Pharmacy data offers a clear illustration. The uses of pharmacy deidentified data have expanded well beyond traditional aggregators to include health economics research, real-world patient behavior profiling, and payor-manufacturer quality programs. Specialty medications add another layer of complexity, as limited distribution networks require careful coordination between pharmacies and manufacturers while ensuring that patient tracking remains deidentified.
Similarly, payors are implementing care models that balance risk and incentivize providers for quality care. These models depend on new backbones of information exchange, often facilitated by deidentified datasets. Each innovation delivers real value, but also introduces new risks that must be identified and mitigated.
The Internal Value of Deidentified Data
Deidentified data isn’t just valuable in external exchanges—it also delivers important internal benefits for large organizations.
------------------------------------------------
> _Required work_
A. Answer these questions about the text on deidentified data:
(i) Beyond traditional aggregators, what uses of pharmacy deidentified data are named?
(ii) What do the care models that payors are implementing depend on?
(iii) Besides external exchanges, for whom does deidentified data deliver important internal benefits?
B. Reproduce word for word everything in the text on deidentified data from "Similarly, payors are" down to "for large organizations.".
------------------------------------------------
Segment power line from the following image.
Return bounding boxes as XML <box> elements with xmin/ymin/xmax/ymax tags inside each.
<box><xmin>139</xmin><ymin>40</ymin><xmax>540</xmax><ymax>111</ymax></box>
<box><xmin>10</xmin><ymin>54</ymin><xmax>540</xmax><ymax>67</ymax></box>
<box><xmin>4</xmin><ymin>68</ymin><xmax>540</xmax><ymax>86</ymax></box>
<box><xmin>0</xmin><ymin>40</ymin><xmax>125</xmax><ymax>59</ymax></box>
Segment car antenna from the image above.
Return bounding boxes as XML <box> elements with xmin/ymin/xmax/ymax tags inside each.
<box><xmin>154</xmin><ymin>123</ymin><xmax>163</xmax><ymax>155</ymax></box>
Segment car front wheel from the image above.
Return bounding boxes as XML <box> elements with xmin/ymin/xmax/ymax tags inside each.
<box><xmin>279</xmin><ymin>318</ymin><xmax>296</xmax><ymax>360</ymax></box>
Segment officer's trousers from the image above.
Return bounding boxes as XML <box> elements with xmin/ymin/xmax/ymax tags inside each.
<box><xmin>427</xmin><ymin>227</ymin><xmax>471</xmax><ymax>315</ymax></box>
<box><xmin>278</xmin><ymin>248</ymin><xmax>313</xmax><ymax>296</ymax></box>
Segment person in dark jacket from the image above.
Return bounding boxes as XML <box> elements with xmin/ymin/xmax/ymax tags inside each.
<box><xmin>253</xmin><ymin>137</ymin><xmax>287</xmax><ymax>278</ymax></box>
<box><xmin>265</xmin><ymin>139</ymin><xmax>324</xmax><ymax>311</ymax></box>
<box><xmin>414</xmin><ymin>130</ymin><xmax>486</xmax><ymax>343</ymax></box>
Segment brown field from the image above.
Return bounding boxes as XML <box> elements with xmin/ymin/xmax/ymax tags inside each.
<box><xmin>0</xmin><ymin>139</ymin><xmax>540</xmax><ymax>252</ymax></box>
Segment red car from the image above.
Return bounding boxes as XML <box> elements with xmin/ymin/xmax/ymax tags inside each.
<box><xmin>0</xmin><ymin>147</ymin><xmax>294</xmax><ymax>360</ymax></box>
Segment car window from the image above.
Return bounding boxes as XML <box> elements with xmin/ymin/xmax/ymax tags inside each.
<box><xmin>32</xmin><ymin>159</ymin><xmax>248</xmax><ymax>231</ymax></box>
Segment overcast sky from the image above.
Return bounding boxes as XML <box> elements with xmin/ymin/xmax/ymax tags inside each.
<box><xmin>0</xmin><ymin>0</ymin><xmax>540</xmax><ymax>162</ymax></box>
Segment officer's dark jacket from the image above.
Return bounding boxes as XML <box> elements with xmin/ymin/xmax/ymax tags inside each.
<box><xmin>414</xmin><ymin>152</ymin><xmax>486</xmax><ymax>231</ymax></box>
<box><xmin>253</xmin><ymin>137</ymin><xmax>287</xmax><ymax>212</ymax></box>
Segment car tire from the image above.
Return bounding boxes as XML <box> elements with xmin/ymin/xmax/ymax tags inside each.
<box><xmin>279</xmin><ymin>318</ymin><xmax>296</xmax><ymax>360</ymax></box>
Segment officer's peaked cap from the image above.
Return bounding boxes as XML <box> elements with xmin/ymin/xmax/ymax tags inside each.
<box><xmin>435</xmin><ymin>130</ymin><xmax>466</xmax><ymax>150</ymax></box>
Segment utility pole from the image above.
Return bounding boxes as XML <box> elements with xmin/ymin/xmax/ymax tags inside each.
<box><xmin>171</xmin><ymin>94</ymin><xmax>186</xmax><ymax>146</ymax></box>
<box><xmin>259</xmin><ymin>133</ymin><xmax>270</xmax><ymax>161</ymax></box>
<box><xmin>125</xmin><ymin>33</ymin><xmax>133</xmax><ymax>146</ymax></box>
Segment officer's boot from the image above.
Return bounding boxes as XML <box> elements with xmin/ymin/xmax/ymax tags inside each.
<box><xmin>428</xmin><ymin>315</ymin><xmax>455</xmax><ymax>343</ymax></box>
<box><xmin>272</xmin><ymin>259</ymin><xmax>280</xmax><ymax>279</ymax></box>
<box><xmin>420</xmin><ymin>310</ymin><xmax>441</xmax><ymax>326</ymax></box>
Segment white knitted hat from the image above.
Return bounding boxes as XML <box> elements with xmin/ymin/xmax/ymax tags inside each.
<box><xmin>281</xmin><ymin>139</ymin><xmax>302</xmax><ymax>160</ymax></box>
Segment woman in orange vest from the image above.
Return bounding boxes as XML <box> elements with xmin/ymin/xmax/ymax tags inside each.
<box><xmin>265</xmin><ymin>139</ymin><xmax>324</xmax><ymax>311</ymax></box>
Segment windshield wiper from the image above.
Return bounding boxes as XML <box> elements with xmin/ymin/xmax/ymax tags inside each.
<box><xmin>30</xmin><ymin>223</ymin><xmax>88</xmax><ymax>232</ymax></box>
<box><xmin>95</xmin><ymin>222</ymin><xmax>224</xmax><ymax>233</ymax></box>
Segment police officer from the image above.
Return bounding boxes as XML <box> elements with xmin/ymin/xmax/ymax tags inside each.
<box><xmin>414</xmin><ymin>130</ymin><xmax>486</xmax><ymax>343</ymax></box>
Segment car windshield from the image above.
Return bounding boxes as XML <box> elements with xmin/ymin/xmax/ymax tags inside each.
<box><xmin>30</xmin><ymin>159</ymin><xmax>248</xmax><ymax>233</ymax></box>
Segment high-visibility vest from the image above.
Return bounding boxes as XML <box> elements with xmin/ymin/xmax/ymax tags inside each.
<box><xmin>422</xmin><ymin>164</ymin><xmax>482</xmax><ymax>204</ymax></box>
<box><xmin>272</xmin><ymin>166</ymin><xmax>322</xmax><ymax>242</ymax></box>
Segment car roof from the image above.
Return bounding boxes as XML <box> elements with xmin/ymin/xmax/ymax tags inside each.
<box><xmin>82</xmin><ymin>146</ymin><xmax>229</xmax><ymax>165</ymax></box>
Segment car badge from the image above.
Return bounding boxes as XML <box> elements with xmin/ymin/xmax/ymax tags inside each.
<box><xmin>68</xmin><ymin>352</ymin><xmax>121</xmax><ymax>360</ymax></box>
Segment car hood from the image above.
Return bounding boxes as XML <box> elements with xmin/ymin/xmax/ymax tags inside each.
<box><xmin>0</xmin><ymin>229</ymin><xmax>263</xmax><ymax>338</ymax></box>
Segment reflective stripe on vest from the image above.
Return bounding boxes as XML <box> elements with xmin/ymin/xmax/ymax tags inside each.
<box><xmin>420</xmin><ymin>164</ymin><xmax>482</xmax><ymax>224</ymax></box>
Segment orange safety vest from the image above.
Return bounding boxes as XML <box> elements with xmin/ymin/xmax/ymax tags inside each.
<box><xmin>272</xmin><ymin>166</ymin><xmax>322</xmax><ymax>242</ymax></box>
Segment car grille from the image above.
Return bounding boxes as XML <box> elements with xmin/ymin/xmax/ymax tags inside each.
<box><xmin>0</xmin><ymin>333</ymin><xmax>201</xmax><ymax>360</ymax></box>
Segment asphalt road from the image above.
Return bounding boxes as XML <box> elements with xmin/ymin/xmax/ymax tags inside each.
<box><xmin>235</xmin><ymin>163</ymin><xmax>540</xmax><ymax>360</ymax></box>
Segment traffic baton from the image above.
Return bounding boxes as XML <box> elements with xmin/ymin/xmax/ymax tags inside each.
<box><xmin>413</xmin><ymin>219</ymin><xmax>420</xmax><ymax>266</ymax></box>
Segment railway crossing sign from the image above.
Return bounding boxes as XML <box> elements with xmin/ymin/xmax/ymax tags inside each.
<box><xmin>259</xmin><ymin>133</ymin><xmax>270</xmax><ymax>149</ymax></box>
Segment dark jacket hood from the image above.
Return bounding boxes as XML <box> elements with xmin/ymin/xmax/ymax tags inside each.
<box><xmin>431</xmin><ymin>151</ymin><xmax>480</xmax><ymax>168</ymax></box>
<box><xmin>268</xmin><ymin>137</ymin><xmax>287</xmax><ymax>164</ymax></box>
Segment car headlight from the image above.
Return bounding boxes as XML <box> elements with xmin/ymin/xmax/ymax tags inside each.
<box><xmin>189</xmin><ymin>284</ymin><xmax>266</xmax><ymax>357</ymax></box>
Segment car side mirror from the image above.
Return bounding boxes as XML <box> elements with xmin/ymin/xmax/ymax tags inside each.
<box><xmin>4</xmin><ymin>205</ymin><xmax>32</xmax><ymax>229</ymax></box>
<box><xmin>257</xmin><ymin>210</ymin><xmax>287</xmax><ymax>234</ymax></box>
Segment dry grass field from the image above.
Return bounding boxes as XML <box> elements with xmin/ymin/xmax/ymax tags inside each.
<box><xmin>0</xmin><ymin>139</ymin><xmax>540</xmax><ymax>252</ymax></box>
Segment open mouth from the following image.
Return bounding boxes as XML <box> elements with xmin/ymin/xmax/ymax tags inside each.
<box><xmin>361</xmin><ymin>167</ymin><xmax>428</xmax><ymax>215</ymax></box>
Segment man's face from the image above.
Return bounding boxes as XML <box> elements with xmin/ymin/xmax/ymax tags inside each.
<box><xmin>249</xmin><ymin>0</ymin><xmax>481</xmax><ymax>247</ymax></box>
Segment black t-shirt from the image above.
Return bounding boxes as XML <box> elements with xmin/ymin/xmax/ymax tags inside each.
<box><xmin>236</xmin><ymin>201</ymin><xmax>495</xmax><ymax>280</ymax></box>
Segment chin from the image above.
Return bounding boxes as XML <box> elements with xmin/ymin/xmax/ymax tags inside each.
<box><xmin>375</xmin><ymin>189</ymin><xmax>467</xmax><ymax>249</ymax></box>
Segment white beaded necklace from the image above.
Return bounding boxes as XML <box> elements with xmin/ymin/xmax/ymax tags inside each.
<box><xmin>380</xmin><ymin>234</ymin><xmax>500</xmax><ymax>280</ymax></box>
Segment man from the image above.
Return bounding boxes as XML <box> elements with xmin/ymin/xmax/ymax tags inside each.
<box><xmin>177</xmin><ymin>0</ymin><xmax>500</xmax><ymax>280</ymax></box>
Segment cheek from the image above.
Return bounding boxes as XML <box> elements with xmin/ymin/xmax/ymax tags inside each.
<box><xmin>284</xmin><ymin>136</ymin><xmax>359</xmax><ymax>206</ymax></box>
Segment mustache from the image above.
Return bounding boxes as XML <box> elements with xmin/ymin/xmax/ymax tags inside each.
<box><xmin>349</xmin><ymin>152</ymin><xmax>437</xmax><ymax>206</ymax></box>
------------------------------------------------
> _Outputs for the tasks_
A.
(i) Health economics research, real-world patient behavior profiling, and payor-manufacturer quality programs.
(ii) New backbones of information exchange, often facilitated by deidentified datasets.
(iii) Large organizations.

B.
Similarly, payors are implementing care models that balance risk and incentivize providers for quality care. These models depend on new backbones of information exchange, often facilitated by deidentified datasets. Each innovation delivers real value, but also introduces new risks that must be identified and mitigated.
The Internal Value of Deidentified Data
Deidentified data isn’t just valuable in external exchanges—it also delivers important internal benefits for large organizations.